Work to complete
Find each line in the entries below that contains the word "reflective", matching case exactly, and copy those lines out.

Entries taken from a collection
* Begin *

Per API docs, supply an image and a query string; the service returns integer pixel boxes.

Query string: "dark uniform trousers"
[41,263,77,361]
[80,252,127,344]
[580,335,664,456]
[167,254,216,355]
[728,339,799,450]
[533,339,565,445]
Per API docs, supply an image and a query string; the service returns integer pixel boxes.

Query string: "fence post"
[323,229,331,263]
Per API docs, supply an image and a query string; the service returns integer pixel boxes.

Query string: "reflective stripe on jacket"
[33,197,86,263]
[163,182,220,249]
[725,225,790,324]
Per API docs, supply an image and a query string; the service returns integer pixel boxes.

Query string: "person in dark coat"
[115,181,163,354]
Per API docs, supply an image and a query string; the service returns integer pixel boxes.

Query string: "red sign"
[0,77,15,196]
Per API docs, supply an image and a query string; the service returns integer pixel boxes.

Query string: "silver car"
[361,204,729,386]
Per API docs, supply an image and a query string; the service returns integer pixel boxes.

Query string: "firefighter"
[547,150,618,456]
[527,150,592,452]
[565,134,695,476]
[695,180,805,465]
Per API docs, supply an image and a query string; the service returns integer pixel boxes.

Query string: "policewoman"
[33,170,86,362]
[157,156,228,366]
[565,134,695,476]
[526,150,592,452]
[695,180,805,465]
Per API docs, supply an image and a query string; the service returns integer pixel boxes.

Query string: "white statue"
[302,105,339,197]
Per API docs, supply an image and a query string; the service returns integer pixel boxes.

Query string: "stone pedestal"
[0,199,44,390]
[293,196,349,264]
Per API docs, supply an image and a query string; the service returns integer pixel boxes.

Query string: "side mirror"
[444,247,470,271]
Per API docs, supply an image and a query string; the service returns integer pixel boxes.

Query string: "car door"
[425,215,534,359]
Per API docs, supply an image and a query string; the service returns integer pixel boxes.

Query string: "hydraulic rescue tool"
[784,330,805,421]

* End *
* Begin *

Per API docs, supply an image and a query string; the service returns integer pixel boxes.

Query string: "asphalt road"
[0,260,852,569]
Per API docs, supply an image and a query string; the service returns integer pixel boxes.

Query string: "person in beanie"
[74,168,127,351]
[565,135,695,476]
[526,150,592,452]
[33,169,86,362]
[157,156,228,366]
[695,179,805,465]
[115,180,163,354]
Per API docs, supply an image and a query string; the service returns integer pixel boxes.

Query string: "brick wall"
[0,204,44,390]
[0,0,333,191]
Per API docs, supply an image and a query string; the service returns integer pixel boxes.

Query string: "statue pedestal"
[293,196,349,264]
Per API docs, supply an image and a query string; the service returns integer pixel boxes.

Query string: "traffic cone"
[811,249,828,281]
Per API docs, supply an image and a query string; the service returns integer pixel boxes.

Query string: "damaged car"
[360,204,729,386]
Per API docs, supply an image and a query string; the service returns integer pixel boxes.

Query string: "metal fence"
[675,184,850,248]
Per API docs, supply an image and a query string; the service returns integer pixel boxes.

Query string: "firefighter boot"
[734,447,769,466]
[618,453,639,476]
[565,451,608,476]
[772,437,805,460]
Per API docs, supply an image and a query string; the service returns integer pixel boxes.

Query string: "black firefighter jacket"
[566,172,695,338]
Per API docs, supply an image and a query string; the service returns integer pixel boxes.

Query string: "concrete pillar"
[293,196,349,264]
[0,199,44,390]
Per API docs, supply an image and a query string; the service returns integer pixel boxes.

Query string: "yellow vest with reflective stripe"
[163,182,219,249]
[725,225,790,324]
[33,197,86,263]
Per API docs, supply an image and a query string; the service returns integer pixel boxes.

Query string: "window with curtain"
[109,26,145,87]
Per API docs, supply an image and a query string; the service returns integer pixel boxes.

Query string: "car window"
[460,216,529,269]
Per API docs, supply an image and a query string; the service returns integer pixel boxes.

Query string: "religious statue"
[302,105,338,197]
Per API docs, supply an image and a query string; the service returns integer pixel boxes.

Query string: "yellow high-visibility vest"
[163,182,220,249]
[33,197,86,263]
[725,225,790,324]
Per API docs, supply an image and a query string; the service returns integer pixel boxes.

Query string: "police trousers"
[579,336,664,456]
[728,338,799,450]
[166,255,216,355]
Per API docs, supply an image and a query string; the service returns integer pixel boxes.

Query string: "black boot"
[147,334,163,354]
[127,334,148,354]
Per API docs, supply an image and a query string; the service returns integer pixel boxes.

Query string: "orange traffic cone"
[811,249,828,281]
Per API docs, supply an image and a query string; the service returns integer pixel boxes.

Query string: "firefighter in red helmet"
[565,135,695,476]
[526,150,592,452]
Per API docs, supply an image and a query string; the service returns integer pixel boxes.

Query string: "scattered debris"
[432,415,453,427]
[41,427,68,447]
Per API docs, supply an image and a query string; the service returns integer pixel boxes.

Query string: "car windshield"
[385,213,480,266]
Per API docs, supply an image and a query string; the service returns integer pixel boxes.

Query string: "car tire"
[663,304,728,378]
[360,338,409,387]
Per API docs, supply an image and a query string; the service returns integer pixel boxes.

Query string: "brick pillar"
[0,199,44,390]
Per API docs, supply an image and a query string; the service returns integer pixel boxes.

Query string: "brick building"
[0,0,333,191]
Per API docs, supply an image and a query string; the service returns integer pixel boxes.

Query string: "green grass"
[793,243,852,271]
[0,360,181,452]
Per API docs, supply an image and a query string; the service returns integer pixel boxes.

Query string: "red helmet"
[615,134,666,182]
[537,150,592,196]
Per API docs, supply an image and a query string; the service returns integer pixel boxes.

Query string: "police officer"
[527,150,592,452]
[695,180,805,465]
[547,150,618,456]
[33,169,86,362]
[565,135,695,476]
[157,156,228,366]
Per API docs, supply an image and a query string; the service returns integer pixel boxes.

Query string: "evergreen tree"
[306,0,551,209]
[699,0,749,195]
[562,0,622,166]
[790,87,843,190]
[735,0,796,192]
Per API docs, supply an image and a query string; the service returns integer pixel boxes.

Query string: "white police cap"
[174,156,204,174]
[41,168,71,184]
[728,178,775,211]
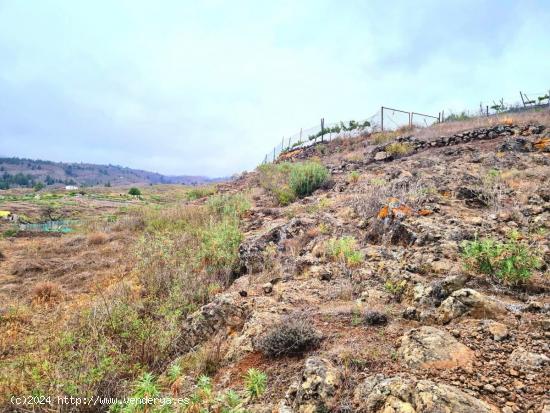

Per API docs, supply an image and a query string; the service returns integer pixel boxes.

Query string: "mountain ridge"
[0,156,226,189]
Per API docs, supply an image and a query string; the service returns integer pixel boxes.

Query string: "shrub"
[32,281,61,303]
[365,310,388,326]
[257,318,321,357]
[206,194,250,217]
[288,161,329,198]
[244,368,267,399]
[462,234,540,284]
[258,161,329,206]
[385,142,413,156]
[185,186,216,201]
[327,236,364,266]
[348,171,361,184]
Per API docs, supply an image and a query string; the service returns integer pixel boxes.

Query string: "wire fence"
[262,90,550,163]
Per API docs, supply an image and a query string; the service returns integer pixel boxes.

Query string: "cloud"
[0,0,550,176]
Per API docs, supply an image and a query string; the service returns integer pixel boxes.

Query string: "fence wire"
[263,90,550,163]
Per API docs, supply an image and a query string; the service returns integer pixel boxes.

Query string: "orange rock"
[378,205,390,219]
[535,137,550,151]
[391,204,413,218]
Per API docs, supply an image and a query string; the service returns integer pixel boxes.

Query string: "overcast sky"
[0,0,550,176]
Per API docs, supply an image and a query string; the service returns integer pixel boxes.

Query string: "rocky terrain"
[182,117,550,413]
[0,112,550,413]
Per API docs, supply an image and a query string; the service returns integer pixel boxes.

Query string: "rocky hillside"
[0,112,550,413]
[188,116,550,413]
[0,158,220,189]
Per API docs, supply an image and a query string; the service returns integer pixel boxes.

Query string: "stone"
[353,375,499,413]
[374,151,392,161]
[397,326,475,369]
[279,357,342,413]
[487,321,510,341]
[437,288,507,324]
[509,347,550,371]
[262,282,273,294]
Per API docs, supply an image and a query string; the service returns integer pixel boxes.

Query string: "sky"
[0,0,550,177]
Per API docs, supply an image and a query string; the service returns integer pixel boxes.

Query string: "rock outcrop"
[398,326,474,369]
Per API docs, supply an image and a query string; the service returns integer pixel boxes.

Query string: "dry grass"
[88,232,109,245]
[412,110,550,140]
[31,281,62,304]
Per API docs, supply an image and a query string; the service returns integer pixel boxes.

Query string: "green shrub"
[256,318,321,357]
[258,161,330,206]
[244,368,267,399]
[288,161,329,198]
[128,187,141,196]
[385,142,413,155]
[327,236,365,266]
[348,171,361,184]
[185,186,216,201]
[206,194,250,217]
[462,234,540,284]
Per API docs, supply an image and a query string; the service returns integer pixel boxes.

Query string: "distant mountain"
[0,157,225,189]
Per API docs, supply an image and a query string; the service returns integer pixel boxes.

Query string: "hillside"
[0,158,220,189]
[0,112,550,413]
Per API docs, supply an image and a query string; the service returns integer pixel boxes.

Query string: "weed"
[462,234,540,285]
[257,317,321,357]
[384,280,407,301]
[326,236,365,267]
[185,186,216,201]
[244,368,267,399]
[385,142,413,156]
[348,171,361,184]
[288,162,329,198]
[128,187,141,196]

* End *

Response to this task
Query string: "reflective stripe on jacket"
Query string: "yellow vest with reflective stripe"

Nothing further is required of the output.